# PROBLEM TO WORK ON
Copy out everything from the line containing "query (the noun phrase to segment): foliage" down to the line containing "78 67 L 14 65", both of those lines included, without any changes.

# RECORDS FOR THE EXERCISE
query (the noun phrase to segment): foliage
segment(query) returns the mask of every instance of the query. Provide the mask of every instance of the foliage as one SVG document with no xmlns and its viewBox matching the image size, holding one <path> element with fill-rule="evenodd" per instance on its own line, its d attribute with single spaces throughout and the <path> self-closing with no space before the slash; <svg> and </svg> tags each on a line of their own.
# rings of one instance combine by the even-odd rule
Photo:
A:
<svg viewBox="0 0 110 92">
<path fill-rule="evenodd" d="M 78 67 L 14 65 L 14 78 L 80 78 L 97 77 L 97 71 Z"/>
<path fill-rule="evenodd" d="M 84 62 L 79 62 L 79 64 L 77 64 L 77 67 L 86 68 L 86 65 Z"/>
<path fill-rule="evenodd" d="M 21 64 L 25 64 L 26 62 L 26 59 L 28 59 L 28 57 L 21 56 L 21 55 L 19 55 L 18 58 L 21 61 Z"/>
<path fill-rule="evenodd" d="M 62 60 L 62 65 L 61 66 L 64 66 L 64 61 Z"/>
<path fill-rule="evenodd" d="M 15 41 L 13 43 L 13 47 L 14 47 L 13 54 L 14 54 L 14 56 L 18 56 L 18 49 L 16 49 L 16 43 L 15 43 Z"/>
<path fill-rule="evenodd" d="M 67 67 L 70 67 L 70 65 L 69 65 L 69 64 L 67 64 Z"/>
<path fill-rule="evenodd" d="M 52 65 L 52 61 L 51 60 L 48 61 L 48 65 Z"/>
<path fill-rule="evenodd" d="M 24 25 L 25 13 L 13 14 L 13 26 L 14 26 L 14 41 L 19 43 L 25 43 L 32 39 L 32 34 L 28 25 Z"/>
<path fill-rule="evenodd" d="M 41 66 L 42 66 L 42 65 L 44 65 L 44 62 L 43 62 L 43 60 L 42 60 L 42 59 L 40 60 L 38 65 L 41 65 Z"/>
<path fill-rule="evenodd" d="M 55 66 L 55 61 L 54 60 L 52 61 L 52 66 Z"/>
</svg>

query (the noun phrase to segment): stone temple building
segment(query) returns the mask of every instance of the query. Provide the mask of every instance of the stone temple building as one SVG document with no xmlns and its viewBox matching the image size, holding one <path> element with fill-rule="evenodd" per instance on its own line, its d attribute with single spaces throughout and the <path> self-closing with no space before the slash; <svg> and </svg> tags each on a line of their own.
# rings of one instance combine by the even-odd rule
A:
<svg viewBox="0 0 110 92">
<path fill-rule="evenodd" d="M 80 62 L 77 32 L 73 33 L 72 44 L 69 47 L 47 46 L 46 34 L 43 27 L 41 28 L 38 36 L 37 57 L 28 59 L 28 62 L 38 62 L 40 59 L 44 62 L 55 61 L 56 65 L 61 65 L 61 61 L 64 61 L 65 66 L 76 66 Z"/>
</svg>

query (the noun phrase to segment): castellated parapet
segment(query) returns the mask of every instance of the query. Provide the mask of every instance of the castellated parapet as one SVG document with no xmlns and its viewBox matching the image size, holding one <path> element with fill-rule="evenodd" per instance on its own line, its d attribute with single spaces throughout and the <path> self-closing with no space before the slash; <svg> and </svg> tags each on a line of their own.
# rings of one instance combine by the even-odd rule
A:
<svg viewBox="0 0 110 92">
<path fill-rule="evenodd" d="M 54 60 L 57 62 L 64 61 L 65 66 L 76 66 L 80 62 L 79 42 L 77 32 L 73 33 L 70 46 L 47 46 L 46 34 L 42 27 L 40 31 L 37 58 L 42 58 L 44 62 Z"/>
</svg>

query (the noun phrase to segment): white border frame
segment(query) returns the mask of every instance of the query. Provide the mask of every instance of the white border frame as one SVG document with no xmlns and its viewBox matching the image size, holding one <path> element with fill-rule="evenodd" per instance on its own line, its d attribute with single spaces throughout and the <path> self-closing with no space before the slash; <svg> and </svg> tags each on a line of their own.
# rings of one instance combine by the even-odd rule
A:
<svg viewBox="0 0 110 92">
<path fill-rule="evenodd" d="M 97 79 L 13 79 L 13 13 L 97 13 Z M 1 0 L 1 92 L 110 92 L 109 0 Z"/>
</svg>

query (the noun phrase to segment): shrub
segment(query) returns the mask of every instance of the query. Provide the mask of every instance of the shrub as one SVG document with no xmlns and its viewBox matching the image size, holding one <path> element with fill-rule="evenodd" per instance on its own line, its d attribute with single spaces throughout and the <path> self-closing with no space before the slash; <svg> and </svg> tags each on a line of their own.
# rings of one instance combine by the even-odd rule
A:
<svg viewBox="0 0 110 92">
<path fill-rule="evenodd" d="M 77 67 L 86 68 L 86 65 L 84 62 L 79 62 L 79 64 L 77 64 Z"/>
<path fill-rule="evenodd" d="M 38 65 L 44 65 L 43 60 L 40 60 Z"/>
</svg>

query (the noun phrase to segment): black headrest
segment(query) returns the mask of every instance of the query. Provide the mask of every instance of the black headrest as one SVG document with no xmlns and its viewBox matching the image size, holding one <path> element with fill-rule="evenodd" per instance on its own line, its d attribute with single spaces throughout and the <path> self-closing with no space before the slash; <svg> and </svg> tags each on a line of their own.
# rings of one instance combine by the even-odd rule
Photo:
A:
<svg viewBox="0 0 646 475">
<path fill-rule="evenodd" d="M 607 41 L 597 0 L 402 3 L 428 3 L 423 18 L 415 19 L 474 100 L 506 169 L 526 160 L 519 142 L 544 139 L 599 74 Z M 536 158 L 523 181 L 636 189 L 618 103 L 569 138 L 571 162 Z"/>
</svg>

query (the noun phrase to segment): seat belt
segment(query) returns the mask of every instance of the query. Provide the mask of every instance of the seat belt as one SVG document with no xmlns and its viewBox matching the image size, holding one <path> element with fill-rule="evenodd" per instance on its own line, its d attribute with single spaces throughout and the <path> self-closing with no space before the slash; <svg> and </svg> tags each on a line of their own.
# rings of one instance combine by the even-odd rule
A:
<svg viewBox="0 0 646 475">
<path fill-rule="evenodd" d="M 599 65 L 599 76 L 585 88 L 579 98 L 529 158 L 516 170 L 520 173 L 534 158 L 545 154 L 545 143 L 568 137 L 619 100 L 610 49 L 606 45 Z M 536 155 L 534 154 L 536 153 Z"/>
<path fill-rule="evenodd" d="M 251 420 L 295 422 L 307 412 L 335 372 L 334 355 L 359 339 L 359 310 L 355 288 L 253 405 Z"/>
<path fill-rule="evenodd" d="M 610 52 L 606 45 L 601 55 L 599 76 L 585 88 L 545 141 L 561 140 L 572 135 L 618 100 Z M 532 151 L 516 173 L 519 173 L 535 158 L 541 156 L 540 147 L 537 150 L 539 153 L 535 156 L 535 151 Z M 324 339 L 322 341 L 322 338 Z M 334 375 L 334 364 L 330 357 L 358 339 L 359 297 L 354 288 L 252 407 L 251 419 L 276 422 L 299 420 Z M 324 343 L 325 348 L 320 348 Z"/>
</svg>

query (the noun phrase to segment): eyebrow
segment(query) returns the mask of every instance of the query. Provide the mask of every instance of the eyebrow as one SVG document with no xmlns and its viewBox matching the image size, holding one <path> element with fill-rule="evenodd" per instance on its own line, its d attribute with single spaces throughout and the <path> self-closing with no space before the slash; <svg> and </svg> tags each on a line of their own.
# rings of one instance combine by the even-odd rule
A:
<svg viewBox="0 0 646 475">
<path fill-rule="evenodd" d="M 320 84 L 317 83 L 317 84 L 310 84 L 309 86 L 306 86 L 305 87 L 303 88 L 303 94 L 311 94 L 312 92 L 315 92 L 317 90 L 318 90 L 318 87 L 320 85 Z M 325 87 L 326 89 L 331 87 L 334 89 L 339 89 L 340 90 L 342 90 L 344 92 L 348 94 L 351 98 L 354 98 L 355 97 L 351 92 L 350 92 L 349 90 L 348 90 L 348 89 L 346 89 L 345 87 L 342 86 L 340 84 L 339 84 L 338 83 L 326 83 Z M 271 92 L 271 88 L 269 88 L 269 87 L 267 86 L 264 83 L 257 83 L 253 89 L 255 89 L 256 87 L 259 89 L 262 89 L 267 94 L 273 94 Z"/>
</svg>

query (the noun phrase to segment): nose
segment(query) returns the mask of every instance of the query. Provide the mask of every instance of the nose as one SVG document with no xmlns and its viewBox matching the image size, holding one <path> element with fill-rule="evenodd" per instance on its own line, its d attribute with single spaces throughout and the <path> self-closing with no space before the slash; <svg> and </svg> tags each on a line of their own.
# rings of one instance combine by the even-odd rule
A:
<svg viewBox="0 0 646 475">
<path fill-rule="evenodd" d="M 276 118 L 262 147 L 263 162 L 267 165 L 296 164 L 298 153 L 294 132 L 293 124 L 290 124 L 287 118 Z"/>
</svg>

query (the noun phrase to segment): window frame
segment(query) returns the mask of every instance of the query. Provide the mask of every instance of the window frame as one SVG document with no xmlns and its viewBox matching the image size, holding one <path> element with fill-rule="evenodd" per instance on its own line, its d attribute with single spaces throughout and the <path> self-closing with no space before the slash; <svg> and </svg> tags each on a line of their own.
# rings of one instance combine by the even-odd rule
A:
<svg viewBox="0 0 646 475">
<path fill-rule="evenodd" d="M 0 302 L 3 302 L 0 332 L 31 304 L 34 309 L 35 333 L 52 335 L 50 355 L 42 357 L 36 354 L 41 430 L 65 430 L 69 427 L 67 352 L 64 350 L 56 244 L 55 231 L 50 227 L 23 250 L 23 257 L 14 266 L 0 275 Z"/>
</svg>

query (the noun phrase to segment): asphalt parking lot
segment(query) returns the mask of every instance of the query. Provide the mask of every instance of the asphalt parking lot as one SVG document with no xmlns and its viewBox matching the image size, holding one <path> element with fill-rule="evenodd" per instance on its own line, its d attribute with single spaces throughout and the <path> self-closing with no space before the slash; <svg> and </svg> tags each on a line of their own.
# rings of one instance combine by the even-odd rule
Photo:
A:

* * *

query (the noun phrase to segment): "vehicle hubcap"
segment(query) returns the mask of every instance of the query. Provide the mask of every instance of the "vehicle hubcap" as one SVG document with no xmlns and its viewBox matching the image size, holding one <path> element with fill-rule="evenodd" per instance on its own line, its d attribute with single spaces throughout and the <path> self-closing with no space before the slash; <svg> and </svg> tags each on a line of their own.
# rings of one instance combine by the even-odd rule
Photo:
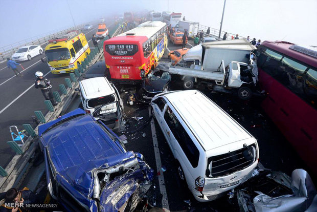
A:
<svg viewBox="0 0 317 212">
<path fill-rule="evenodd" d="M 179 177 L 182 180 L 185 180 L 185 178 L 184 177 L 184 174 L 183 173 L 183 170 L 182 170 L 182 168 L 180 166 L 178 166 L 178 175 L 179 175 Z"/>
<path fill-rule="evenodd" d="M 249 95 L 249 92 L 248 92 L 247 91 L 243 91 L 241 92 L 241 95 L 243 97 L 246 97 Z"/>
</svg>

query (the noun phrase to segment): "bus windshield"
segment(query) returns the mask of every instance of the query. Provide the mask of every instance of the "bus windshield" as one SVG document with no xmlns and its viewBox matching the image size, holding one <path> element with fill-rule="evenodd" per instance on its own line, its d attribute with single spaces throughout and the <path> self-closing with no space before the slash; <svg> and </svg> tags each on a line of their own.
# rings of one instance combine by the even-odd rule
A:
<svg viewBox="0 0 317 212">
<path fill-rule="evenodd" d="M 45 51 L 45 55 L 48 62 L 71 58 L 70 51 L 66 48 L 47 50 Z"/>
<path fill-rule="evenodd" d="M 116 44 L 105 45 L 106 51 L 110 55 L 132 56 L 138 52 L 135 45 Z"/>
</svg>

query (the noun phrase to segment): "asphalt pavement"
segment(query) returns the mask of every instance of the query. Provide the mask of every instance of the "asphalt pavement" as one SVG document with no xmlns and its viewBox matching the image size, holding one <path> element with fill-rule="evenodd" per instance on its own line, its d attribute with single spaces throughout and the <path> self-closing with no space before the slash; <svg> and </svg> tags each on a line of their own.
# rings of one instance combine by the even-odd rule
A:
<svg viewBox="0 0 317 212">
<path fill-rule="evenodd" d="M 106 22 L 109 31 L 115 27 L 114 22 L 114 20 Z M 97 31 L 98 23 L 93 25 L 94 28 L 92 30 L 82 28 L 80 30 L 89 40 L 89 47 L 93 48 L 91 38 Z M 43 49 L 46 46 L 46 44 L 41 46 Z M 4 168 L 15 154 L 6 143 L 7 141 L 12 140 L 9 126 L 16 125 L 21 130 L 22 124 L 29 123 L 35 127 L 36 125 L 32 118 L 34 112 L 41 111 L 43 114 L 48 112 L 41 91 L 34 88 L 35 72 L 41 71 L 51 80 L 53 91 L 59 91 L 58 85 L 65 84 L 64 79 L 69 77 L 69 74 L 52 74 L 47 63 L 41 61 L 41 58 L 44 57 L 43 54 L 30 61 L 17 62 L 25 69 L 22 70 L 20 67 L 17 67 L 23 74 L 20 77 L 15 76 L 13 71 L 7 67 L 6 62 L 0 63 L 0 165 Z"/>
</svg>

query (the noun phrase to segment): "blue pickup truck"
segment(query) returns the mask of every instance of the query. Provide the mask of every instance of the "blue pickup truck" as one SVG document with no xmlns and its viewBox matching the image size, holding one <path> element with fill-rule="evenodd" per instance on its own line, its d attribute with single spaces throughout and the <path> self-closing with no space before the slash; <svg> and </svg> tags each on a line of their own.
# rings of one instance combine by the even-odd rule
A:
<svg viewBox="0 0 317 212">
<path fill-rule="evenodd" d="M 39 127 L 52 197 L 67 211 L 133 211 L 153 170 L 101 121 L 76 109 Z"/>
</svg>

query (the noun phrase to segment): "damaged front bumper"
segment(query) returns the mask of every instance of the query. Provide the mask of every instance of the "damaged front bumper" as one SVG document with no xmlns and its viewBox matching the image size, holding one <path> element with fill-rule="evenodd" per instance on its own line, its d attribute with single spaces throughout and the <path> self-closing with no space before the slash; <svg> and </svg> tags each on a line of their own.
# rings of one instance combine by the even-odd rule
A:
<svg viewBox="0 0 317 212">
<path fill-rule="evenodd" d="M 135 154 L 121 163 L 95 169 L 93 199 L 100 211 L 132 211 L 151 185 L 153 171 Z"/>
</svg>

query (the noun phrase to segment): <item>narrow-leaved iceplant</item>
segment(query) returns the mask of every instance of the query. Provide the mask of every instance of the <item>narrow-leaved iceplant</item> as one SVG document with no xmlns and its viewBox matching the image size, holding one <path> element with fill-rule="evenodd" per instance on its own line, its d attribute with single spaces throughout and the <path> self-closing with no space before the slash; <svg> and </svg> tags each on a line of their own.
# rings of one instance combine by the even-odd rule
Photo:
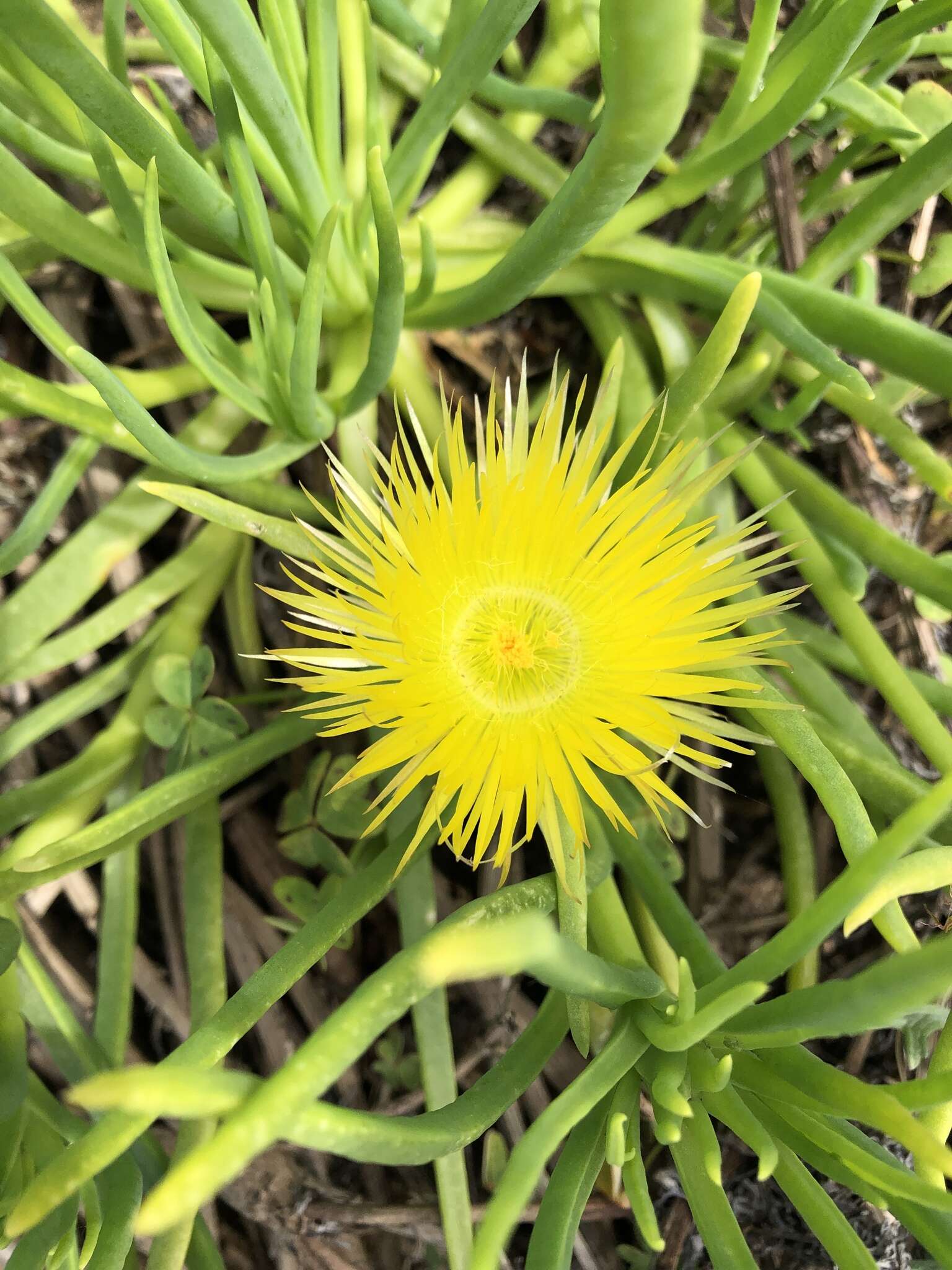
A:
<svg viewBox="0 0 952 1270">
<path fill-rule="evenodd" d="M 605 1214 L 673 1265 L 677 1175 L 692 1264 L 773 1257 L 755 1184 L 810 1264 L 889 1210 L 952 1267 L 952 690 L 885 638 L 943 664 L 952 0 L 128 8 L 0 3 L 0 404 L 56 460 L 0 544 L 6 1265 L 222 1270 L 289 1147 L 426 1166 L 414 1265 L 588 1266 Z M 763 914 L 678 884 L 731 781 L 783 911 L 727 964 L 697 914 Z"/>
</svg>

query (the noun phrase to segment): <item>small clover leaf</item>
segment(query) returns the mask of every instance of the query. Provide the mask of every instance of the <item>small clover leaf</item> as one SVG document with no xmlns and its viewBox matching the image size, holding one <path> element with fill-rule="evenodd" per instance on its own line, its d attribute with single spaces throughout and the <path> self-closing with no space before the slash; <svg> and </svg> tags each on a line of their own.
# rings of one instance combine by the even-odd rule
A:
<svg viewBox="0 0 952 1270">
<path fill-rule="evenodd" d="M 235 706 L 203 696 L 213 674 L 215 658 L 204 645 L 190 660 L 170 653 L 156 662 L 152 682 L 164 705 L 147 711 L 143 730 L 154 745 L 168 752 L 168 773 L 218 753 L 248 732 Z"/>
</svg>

# COMPLETE ANSWER
query (the noun phrase to segment): foliage
segment(query) returns the mask of every instance of the query. Provide the mask of every instance of the foliage as one SVG document with no xmlns and its viewBox matching the image size, holding one <path> element with fill-rule="evenodd" per instance on its own line, its d attribute with single spaces throughout and the <path> self-closing with no space before the slash; <svg> and </svg> tags each on a line of their own.
# rings of one instance combine by the even-odd rule
Photo:
A:
<svg viewBox="0 0 110 92">
<path fill-rule="evenodd" d="M 78 67 L 14 65 L 14 78 L 80 78 L 97 77 L 97 71 Z"/>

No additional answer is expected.